• **Text excerpt**

* BEGIN *

[Bug bootstrap/63432] [5 Regression] profiledbootstrap failure with bootstrap-lto

[tejohnson at google dot com]

https://gcc.gnu.org/bugzilla/show_bug.cgi?id=63432

--- Comment #16 from Teresa Johnson <tejohnson at google dot com> ---
On Sat, Oct 4, 2014 at 8:34 AM, Teresa Johnson <tejohnson@google.com> wrote:
> On Fri, Oct 3, 2014 at 11:15 PM, Teresa Johnson <tejohnson@google.com> wrote:
>> On Fri, Oct 3, 2014 at 3:35 PM, Teresa Johnson <tejohnson@google.com> wrote:
>>> Thanks to H.J. for the test case, I have reproduced the issue. It
>>> exposed two separate problems. Cc'ing Honza and Jeff for input on the
>>> profile count and jump threading issues, respectively.
>>>
>>> The first is that we are calling my new freqs_to_counts_path in cases
>>> where the functions do have non-zero profile counts. I am invoking
>>> this when either the profile status is != PROFILE_READ, or when the
>>> entry block count is 0. The latter is the case where the read in
>>> profile had zero counts for the function, so we kept the guessed
>>> frequencies (see counts_to_freqs in predict.c). In some cases I am
>>> finding the the profile count on the entry block is 0, but the rest of
>>> the blocks (bb 2 and descendants) have non-zero profile counts. I
>>> thought the way to check for this case was to look at the entry
>>> block's count, and in fact that is what we seem to do in other places.
>>> I could also check the entry block successor counts, or I could simply
>>> check the blocks along the path (to see if they all have 0 counts but
>>> non-0 frequencies). I don't want to check all bbs in the function for
>>> every path. Honza, is there a good way to detect this case (function
>>> is marked PROFILE_READ but has all-0 bb counts and we kept the
>>> estimated frequencies)?
>
> I am also seeing cases where the entry bb 0 has a non-zero count, but
> the rest of the bbs in the function have 0 counts and estimated
> frequencies. So I think the safest thing to do here, and what I have
> implemented, is if the profile status is PROFILE_READ, then check all
> the bbs/edges along the path - if and only if they all have 0 counts
> and there is at least one non-zero frequency do we do the
> freqs_to_counts.
>
>>>
>>> Even when I skip freqs_to_counts_path in this case, we still get the
>>> insane edge probability. I dumped out some more verbose info while
>>> jump threading, and I am seeing a jump threading path that I don't
>>> understand. Since it violates my assumptions, the new profile update
>>> computations go haywire. Here is the path that we are attempting to
>>> thread:
>>>
>>> (119, 150) incoming edge;  (150, 155) joiner;  (13, 15) normal;
>>>
>>> Notice that the normal edge is not connected to the rest of the path.
>>> This path appears to be constructed during jump threading, as block
>>> 155 was created by an earlier threading opportunity. In fact, the
>>> earlier threadings that created bb 155 removed all predecessors of bb
>>> 13. We originally had
>>>
>>> bb 150 with successors bb 12 and bb 13
>>> bb 12 with successor bb 13.
>>>
>>> Then we do:
>>>   Threaded jump 12 --> 13 to 155
>>>   Threaded jump 150 --> 13 to 155
>>> and bb 13 has no more predecessors. So I'm not sure what it means to
>>> have a jump threading path through 150 and 13?

* END *

• **Material provided**

* BEGIN *

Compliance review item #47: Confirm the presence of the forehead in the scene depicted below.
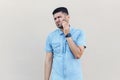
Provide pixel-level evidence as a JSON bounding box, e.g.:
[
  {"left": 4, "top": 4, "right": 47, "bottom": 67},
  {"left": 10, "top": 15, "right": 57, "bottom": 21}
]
[{"left": 53, "top": 12, "right": 65, "bottom": 17}]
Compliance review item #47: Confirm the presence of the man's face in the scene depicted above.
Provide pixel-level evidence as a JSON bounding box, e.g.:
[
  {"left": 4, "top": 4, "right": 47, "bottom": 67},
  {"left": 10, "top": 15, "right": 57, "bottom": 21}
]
[{"left": 53, "top": 12, "right": 69, "bottom": 29}]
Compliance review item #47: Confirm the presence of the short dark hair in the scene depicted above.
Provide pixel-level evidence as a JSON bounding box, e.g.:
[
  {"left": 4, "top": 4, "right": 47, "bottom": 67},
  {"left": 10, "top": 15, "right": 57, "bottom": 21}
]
[{"left": 52, "top": 7, "right": 69, "bottom": 15}]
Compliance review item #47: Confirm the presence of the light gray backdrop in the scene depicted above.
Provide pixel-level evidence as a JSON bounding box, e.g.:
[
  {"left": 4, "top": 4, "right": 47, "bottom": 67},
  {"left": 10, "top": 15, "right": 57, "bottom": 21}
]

* END *

Answer from the bug report:
(a) Who is thanked for the test case?
(b) Which file is named as the place to see counts_to_freqs?
(c) Which two blocks were bb 150's original successors?
Rely only on the bug report for what comes next.

• **Solution below**
(a) H.J.
(b) predict.c
(c) bb 12 and bb 13